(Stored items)
-.-.-

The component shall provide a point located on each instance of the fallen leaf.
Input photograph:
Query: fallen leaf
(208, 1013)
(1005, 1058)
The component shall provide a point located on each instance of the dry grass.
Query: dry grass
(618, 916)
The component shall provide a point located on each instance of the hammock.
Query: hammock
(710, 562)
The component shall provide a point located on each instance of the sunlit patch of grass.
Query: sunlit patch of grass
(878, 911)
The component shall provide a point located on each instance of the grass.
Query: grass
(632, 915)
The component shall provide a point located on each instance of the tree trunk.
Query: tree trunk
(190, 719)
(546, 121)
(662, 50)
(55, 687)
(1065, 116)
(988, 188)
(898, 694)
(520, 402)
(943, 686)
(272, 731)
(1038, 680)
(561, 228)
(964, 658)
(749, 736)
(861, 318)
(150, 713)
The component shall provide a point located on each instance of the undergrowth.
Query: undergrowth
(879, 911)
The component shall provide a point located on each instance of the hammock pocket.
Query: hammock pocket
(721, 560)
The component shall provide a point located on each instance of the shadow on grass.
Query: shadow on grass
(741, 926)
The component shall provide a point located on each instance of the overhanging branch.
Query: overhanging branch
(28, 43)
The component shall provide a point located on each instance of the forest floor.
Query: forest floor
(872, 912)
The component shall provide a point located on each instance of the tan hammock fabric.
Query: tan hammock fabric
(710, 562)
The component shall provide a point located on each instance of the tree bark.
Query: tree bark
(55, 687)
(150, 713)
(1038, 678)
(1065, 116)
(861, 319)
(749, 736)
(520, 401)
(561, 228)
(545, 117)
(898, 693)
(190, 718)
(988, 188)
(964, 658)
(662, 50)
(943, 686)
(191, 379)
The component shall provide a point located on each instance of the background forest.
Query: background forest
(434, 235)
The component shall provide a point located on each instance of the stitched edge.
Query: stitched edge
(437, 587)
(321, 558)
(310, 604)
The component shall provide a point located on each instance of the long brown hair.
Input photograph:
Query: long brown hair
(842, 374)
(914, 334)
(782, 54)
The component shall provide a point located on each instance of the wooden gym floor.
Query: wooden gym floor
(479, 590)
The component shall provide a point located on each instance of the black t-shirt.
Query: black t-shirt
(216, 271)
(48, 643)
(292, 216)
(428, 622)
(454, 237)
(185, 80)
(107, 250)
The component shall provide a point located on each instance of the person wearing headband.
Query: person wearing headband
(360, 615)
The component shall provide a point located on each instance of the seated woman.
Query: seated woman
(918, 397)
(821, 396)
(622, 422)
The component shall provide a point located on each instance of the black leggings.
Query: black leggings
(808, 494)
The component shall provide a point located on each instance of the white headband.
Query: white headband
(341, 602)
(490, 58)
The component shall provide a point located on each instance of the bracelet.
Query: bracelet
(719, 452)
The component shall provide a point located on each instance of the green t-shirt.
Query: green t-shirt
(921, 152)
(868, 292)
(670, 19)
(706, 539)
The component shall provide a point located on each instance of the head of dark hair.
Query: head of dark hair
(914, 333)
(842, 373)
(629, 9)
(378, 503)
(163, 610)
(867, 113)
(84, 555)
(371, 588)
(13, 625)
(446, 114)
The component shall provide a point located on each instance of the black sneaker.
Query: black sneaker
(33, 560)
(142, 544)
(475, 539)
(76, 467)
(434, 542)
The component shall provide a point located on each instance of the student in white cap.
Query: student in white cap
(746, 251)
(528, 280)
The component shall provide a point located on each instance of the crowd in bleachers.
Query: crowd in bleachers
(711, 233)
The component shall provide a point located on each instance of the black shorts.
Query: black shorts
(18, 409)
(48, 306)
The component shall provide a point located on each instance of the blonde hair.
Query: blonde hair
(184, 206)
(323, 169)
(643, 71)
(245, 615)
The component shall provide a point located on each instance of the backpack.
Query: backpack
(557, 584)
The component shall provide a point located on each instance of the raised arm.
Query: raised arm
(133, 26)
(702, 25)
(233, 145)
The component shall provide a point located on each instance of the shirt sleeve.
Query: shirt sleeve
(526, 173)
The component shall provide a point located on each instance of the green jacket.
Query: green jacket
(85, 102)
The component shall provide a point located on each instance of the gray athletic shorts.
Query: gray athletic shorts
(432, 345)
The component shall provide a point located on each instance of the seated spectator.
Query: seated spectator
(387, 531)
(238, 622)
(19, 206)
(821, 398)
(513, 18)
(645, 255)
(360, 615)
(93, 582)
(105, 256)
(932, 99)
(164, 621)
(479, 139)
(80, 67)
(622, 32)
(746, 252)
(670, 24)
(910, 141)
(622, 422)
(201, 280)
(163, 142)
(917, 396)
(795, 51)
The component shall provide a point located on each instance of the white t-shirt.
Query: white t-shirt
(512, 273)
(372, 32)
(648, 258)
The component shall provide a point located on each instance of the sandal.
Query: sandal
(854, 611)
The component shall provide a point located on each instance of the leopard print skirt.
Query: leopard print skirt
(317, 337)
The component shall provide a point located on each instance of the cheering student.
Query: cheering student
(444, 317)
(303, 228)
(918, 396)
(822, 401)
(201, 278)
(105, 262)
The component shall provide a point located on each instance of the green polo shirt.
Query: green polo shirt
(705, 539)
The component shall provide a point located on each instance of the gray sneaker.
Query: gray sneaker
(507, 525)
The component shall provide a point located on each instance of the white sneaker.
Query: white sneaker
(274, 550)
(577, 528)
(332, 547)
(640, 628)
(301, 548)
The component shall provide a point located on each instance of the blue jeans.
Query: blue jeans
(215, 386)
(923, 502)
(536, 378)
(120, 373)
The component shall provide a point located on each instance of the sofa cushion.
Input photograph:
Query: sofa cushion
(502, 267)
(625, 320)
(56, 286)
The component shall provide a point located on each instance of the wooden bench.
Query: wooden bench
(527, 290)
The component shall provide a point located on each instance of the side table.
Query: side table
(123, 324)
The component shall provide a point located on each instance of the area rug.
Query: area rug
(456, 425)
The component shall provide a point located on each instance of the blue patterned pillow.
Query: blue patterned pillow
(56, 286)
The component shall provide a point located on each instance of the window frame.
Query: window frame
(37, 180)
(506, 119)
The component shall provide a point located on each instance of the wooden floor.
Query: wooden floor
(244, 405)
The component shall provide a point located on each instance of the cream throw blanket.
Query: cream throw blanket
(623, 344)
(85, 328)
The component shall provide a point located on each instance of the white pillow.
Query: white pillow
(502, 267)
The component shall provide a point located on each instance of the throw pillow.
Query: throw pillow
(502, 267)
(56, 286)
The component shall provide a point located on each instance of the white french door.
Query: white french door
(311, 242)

-.-.-

Task to carry out →
Give the entries again in full, exactly as they were written above.

Task result →
The component shall provide a point located on each instance of the fallen leaf.
Input photograph:
Query: fallen leaf
(208, 1013)
(1005, 1058)
The component shall provide a point located on each instance of the dry grass.
Query: dry grass
(618, 916)
The component shall provide a point located on each instance of the hammock.
Query: hammock
(710, 562)
The component shall provide a point located on each instance of the sunlit patch of grass.
Query: sunlit patch of grass
(878, 911)
The component shall provide a point located on each instance of the grass.
Query: grass
(632, 915)
The component shall provide a point located on each instance of the tree trunk.
Query: tree trunk
(190, 719)
(546, 121)
(662, 50)
(55, 687)
(1065, 116)
(988, 188)
(898, 694)
(520, 402)
(943, 686)
(272, 731)
(1038, 680)
(561, 228)
(964, 658)
(749, 736)
(861, 318)
(150, 713)
The component shall provide a point located on each instance of the undergrowth.
Query: undergrowth
(879, 911)
The component shall provide a point located on each instance of the hammock pocket.
Query: hammock pocket
(721, 560)
The component shall provide a point located on each instance of the shadow on grass.
Query: shadow on grass
(741, 926)
The component shall provide a point located on each instance of the overhanging branch.
Query: overhanging branch
(28, 43)
The component shall provide a point located on each instance of the forest floor.
Query: forest floor
(872, 912)
The component shall provide a point located on each instance of the tan hammock fabric.
Query: tan hammock fabric
(710, 562)
The component shall provide a point located on each instance of the tree bark.
Query: tree bark
(55, 687)
(150, 713)
(1038, 678)
(1065, 116)
(861, 319)
(749, 736)
(520, 401)
(561, 228)
(545, 117)
(898, 693)
(190, 718)
(988, 188)
(964, 658)
(662, 50)
(943, 686)
(191, 379)
The component shall provide a point located on each instance of the background forest.
Query: background forest
(434, 235)
The component shall provide a point located on each instance of the stitched edge.
Query: stitched edge
(437, 587)
(321, 558)
(310, 604)
The component shall provide a point located on each instance of the long brown hair.
Input photograph:
Query: long brown hair
(842, 374)
(914, 334)
(782, 54)
The component shall provide a point located on each instance of the wooden gym floor.
Query: wooden gym floor
(479, 590)
The component shall provide a point located on each instance of the black t-shirt.
Query: black t-shirt
(216, 271)
(48, 643)
(292, 216)
(428, 622)
(454, 237)
(185, 80)
(107, 250)
The component shall provide a point located on each instance of the person wearing headband.
Query: person wearing headband
(360, 615)
The component shall provide a point located on each instance of the seated woman.
Query: seated woman
(918, 397)
(821, 396)
(622, 422)
The component shall provide a point located on each instance of the black leggings.
Query: black leggings
(808, 494)
The component shall provide a point located on each instance of the white headband.
Query: white headband
(341, 602)
(490, 58)
The component shall provide a point located on each instance of the bracelet.
Query: bracelet
(719, 452)
The component shall provide a point located on each instance of the green t-shirt.
Query: green t-shirt
(921, 152)
(868, 292)
(670, 19)
(706, 539)
The component shall provide a point located on each instance of the head of dark hair.
Query: head of dark hair
(914, 333)
(842, 373)
(629, 9)
(378, 503)
(163, 610)
(867, 113)
(84, 555)
(371, 588)
(13, 625)
(446, 114)
The component shall provide a point located on each instance of the black sneaker.
Query: black sneaker
(33, 560)
(142, 544)
(475, 539)
(76, 467)
(434, 542)
The component shall provide a point located on each instance of the student in white cap.
Query: student in white cap
(746, 251)
(528, 280)
The component shall provide a point located on each instance of the crowd in bleachers.
Query: crowd in bleachers
(711, 233)
The component shall provide a point located on each instance of the black shorts.
Query: black shorts
(18, 409)
(48, 306)
The component shall provide a point located on each instance of the blonde hair.
Query: blonde hair
(184, 206)
(323, 169)
(643, 71)
(245, 615)
The component shall provide a point located on each instance of the backpack.
Query: backpack
(557, 584)
The component shall provide a point located on each instance of the raised arm.
Query: raised arm
(133, 26)
(702, 25)
(233, 145)
The component shall provide a point located on each instance of the shirt sleeve.
Query: shirt sleeve
(526, 173)
The component shall provide a point located on each instance of the green jacket.
Query: green jacket
(85, 102)
The component shall provide a point located on each instance of the gray athletic shorts.
Query: gray athletic shorts
(432, 345)
The component shall provide a point located on each instance of the seated spectator.
Query: seated spectator
(387, 531)
(238, 622)
(19, 206)
(821, 398)
(513, 18)
(645, 255)
(360, 615)
(93, 582)
(105, 256)
(932, 99)
(164, 621)
(479, 139)
(80, 67)
(622, 32)
(746, 252)
(670, 24)
(910, 141)
(622, 422)
(201, 280)
(163, 142)
(917, 396)
(795, 51)
The component shall provide a point located on each instance of the white t-shirt.
Query: white t-shirt
(512, 273)
(372, 32)
(648, 258)
The component shall provide a point located on each instance of the sandal.
Query: sandal
(854, 611)
The component shall provide a point located on each instance of the leopard print skirt.
Query: leopard print skirt
(317, 337)
The component shall provide a point located on each instance of the cheering student.
Query: cheering student
(444, 317)
(303, 228)
(918, 396)
(822, 401)
(201, 278)
(105, 262)
The component shall provide a point located on each instance of the green polo shirt.
Query: green polo shirt
(705, 539)
The component shall provide a point located on each instance of the gray sneaker.
Query: gray sneaker
(507, 525)
The component shall provide a point located on each instance of the white sneaker.
Query: white sneaker
(274, 550)
(577, 528)
(332, 547)
(640, 628)
(301, 548)
The component shall provide a point located on each instance of the blue jeans.
Query: blue jeans
(215, 386)
(923, 502)
(536, 378)
(120, 373)
The component shall provide a point located on each instance of the sofa cushion.
Input photograph:
Query: sofa cushion
(502, 267)
(625, 320)
(56, 286)
The component shall provide a point located on each instance of the wooden bench.
Query: wooden bench
(527, 290)
The component shall provide a point located on each instance of the side table.
Query: side table
(123, 324)
The component shall provide a point located on each instance of the area rug.
Query: area rug
(456, 425)
The component shall provide a point located on each instance of the blue patterned pillow.
Query: blue patterned pillow
(56, 286)
The component shall provide a point located on each instance of the window frame.
Query: window frame
(37, 180)
(506, 119)
The component shall provide a point located on each instance of the wooden floor.
Query: wooden floor
(244, 405)
The component shall provide a point located on each instance of the cream throw blanket.
Query: cream throw blanket
(623, 344)
(85, 328)
The component shall provide a point located on each instance of the white pillow.
Query: white pillow
(502, 267)
The component shall provide a point located on each instance of the throw pillow.
Query: throw pillow
(502, 267)
(56, 286)
The component shall provide a point located on each instance of the white french door.
Query: white french door
(311, 242)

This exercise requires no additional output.